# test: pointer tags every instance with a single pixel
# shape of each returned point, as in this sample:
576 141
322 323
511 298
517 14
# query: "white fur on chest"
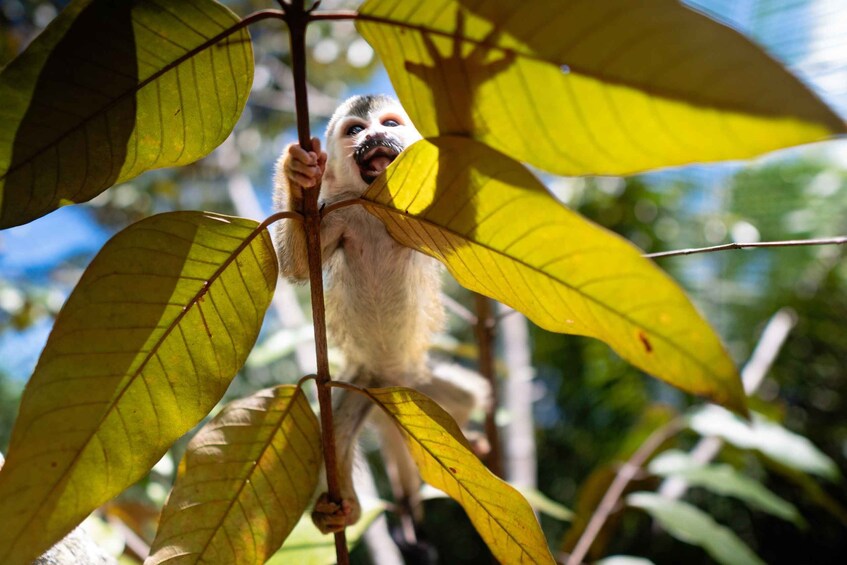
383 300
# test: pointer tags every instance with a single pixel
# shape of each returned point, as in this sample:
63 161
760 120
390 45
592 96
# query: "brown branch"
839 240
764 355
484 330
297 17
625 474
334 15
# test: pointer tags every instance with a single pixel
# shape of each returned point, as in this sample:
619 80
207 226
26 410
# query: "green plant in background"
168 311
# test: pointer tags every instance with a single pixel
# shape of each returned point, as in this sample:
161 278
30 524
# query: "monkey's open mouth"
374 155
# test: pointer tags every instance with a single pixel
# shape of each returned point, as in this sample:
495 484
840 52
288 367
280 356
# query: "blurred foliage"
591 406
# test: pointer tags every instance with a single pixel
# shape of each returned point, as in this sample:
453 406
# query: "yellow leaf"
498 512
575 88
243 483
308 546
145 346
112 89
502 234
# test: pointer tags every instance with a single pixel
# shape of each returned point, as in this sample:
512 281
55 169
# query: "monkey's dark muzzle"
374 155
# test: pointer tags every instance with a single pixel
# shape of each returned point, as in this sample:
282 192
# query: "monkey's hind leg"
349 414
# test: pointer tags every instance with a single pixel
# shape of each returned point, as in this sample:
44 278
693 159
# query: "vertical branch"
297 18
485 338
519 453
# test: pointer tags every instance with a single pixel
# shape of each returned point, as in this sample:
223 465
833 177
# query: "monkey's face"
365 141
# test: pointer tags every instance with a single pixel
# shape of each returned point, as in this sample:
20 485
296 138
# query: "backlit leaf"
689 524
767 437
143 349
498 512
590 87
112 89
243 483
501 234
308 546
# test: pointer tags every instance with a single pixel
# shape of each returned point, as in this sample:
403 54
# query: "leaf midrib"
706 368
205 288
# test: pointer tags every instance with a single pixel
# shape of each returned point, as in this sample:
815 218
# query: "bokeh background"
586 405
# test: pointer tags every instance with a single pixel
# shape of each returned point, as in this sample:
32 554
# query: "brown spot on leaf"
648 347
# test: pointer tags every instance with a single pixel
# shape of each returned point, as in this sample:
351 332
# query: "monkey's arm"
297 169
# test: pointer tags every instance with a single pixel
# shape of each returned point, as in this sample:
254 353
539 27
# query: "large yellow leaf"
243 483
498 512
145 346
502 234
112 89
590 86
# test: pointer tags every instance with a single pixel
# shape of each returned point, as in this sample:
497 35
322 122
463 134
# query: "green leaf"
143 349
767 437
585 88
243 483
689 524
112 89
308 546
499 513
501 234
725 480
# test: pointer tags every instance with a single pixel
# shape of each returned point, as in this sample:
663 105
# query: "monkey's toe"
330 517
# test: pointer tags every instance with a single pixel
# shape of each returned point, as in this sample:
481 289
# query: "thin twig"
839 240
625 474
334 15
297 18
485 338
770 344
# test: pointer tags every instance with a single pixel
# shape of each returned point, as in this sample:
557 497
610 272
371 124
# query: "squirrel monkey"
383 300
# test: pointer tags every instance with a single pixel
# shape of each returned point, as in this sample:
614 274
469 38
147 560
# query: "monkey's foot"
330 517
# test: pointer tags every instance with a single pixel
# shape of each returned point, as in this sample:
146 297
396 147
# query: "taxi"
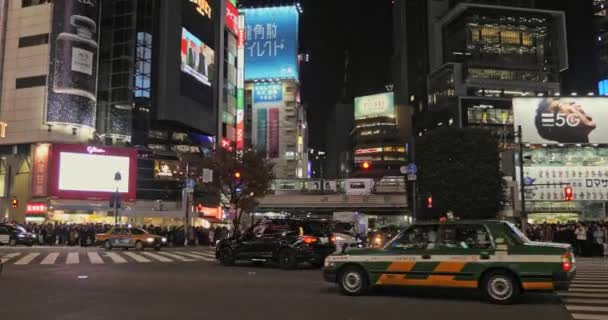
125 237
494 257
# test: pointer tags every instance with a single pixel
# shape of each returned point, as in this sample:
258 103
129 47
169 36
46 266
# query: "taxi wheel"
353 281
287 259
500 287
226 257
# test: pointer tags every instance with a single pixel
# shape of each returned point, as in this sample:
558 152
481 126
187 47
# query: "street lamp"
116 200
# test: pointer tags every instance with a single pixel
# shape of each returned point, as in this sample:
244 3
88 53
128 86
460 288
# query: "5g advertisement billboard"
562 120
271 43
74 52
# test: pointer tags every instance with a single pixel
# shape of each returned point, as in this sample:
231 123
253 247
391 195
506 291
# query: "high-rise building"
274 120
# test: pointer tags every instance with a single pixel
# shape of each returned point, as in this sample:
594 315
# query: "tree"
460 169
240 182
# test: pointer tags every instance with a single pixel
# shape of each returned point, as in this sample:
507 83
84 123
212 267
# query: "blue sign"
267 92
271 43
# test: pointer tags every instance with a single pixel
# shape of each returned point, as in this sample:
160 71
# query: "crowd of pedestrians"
+---+
* [THE PROBLEM]
Every entry should be returned exactly as written, minus the pictures.

* [RESULT FOR THIS TASK]
# test: pointer tags every instance with a single pixel
# shape of each returned point, as in this sample:
576 141
322 323
511 298
517 14
# query: "white fur on chest"
383 300
# test: pointer tags every instance with a single pixel
# shape of each returned point, as in this sample:
63 161
760 120
390 45
592 96
# query: "brown branch"
839 240
764 355
484 330
297 17
625 474
334 15
# test: pointer tags every instance with a single pixel
# shape of each returned point, as in this sample:
619 80
207 226
26 410
# query: "green plant in background"
168 311
# test: pointer tags every instance with a single pixel
# shape of each returned point, as in this sample:
161 278
30 524
# query: "monkey's open mouth"
374 155
# test: pointer tags every instance with a single pixel
# shape of each returned point, as in this sample:
495 484
840 52
288 367
280 356
# query: "blurred foliage"
591 406
# test: pointer tags every instance with a single pixel
# shape of each returned point, as in this sample:
453 406
# query: "yellow leaf"
498 512
575 88
243 483
308 546
145 346
112 89
502 234
# test: pointer tags every instance with a single pixel
# shape of each returned point, as in this sample:
512 281
55 169
# query: "monkey's dark muzzle"
374 155
# test: pointer tags every instance with a single pixel
# shape of each returned point, as in this sample:
282 192
# query: "monkey's hind leg"
349 414
# test: pointer tags every instance with a single pixel
# shape of each returned point, as in this sample:
44 278
693 159
# query: "vertical branch"
297 18
485 338
519 453
# test: pointer tags every instance with a single pixel
# shape of each returned point, as in this sample:
223 465
833 177
# query: "monkey's face"
365 141
# test: pointer tags every instance with a single pixel
# shape of each returned point, as in this sample:
20 485
296 138
# query: "backlit leaf"
689 524
767 437
143 349
498 512
590 87
112 89
243 483
501 234
308 546
# test: pointer tags every instance with a single pixel
# shape of each returned point, as in this sample:
403 54
# query: "leaf midrib"
706 368
205 288
# test: pointer tags every instance with a single pixel
# shape of each returned point, as in this sample:
815 218
# query: "bokeh background"
586 405
# test: pointer tags every instance with a single pixel
# shape of each returned point, as in this sample:
32 554
# query: "brown spot on leaf"
648 347
# test: pointer tags every instance with a single pixel
# shape of each returned point, as in this sample:
351 332
# query: "monkey's arm"
297 169
# test: pointer tags every instance with a single pixel
# shape of each returned point, as in this sample:
254 353
539 27
# query: "large yellow leaf"
243 483
498 512
145 346
502 234
112 89
590 86
# test: pointer tags every instance with a single pixel
# shape of each returned point, as in this sample:
497 35
322 122
463 134
# query: "green leaf"
143 349
767 437
585 88
243 483
689 524
112 89
308 546
499 513
501 234
725 480
# test: pointer tags every instance with a single pixel
# shape of each returned point, as in this sample:
663 105
# query: "monkey's toe"
330 517
# test: pointer tags every instance with a single pixel
# shape of each returned point, as in this sample:
481 289
# query: "thin twig"
839 240
625 474
334 15
297 18
485 338
770 344
# test: pointer tags every instance with a single pixel
# shape of each returned point, as in this sample:
557 497
610 272
371 124
# query: "squirrel monkey"
383 300
# test: pointer tags every instance with a single pixel
# shape of each returned point, as in this sample:
614 274
469 38
147 560
# query: "monkey's foot"
330 517
# test: pointer tags every instance with a single pixel
# shape of each returned point, as in this sample:
146 297
396 147
# query: "taxi"
125 237
494 257
# test: pointer tags every instance with a single pixel
# shape of each returned point, as in this sample:
258 103
129 47
169 36
46 266
# query: "taxi wheel"
353 281
287 259
500 287
226 257
# test: pointer tags every instance with a single pixel
# shape of each returned point, as in this sample:
558 152
481 126
187 47
# query: "street lamp"
116 200
# test: pointer tags every instance with a single pixel
# shape of each returned point, as in this sample:
244 3
88 53
128 86
460 288
# query: "5g advertisement billboard"
562 120
271 43
74 52
# test: pointer tags every instance with a single pixel
# shape of each returned point, as in this sample:
231 123
253 247
391 195
506 291
# query: "high-rise building"
274 120
# test: pointer tags every instance with a single pixel
# shape of each returned point, as in this sample:
594 315
# query: "tree"
460 169
240 182
# test: pointer tags every instance with a single pixel
# shape of each returned point, as in this sample:
507 83
84 123
212 267
# query: "blue sign"
267 92
271 43
# test: pointer tags every instance with a single pixel
# shape of each returned point, as in this sample:
160 71
# query: "crowd of pedestrians"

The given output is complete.